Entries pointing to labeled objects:
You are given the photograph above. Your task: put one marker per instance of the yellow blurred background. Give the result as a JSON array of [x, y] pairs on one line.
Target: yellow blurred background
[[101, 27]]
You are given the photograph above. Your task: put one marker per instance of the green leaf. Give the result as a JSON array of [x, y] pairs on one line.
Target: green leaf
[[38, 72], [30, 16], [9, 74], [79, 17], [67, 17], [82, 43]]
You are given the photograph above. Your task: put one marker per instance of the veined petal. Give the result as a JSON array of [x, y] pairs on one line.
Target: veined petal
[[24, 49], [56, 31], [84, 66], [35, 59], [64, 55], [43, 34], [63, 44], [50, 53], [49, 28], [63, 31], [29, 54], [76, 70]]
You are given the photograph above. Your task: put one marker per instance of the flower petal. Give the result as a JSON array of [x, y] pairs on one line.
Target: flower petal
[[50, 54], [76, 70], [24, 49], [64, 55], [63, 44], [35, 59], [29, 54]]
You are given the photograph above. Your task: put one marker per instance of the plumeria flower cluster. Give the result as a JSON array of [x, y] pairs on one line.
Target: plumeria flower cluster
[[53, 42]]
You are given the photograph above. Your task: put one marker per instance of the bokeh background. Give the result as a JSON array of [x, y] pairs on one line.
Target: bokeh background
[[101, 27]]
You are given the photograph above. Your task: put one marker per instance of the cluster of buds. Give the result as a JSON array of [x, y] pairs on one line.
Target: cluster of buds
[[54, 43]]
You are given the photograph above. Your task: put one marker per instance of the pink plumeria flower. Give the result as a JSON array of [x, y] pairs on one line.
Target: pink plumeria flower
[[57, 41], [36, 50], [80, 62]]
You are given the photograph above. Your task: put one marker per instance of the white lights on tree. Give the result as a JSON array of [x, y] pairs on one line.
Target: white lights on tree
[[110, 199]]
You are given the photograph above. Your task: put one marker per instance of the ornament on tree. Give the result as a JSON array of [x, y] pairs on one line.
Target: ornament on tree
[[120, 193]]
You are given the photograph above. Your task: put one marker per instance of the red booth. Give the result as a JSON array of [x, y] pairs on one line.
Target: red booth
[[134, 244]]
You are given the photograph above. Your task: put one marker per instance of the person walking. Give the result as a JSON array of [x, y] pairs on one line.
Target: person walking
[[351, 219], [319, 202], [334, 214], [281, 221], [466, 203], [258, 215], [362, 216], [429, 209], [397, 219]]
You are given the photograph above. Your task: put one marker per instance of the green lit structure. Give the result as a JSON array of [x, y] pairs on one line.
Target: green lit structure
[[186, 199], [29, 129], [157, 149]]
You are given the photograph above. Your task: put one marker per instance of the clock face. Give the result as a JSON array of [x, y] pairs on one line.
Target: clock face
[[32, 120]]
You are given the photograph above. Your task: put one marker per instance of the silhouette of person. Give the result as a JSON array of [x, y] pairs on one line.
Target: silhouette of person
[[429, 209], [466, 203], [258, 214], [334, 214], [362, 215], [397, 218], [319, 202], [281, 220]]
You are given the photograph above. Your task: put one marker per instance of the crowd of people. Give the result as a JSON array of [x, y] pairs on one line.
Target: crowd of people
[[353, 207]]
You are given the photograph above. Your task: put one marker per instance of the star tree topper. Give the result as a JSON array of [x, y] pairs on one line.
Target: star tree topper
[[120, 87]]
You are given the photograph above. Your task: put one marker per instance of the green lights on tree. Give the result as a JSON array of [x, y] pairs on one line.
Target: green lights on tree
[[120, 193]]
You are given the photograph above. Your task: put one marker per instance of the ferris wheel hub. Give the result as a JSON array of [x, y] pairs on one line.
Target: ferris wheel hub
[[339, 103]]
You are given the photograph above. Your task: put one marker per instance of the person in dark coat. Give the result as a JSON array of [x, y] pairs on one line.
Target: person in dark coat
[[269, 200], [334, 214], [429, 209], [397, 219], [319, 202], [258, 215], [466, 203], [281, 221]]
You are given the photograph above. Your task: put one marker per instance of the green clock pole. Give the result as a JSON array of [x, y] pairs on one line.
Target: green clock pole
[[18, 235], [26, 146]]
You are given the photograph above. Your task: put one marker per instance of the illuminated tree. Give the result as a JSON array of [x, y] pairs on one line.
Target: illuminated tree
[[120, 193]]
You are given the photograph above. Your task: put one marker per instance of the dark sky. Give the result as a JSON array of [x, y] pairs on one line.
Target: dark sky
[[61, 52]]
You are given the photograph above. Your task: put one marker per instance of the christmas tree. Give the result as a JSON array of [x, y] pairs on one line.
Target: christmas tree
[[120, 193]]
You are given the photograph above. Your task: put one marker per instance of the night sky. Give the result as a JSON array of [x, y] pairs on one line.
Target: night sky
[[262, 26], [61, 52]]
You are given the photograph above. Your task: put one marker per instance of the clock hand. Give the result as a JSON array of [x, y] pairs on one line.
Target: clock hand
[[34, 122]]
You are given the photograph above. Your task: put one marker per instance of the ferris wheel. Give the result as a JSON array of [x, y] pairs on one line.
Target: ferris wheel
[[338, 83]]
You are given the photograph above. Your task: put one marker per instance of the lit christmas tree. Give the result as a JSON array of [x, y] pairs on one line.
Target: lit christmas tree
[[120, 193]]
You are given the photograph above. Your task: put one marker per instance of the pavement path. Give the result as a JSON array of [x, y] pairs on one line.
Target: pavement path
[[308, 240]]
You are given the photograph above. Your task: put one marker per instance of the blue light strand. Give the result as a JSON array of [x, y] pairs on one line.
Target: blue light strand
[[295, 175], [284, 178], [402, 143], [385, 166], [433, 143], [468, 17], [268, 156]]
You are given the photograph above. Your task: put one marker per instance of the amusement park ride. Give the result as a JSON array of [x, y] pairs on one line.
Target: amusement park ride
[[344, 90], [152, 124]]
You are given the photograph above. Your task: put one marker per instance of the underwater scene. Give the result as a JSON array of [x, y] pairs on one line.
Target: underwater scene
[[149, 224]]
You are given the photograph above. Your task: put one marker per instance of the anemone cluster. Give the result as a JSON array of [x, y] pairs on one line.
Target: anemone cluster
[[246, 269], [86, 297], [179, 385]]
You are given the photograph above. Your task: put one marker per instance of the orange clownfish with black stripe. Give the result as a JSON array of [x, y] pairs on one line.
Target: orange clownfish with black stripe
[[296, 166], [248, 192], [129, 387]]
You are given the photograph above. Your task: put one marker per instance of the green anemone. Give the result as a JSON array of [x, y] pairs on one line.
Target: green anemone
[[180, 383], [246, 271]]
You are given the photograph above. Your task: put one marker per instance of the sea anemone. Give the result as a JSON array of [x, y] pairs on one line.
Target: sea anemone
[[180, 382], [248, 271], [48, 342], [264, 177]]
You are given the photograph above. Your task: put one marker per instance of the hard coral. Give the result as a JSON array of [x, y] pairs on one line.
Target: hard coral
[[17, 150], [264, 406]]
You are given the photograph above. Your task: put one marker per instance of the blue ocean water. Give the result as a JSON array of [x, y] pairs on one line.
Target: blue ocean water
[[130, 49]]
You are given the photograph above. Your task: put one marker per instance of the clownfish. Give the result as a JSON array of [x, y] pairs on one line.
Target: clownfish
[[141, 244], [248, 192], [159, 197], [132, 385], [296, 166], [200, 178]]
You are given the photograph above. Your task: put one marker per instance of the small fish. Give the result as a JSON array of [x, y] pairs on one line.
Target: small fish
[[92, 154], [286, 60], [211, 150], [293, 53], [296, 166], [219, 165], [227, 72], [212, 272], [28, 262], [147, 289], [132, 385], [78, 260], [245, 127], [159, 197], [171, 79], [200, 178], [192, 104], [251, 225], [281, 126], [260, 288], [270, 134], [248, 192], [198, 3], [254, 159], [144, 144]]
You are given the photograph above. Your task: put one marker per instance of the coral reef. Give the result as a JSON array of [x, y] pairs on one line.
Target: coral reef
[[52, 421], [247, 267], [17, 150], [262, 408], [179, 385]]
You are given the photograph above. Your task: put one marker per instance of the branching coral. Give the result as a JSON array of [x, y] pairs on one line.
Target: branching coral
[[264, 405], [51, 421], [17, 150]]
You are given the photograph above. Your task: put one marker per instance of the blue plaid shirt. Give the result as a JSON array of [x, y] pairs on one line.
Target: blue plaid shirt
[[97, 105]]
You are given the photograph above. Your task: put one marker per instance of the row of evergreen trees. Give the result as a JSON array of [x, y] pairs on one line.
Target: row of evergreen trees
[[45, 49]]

Exercise: Format the material from the line containing "of the amusement" to the line containing "[[246, 269], [86, 297], [179, 385]]" as a numbered list, one item per line. Include both of those lines and leave out any blank lines.

Full response:
1. You are given the photograph above. Your task: put one marker per instance of the amusement park ride. Give the result as a JSON array of [x, y] pairs on one line.
2. Target: amusement park ride
3. [[344, 90], [152, 124]]
4. You are given the photograph above. Your task: put one marker per instance of the underwater scene. Give the result as a JSON array of [x, y] pairs on one line.
5. Target: underwater scene
6. [[149, 224]]
7. You are given the photograph above. Your task: put one marker per instance of the anemone cluster. Give the result as a JSON array of [x, y] pairs on one line.
8. Target: anemone cluster
9. [[246, 269], [86, 297], [179, 385]]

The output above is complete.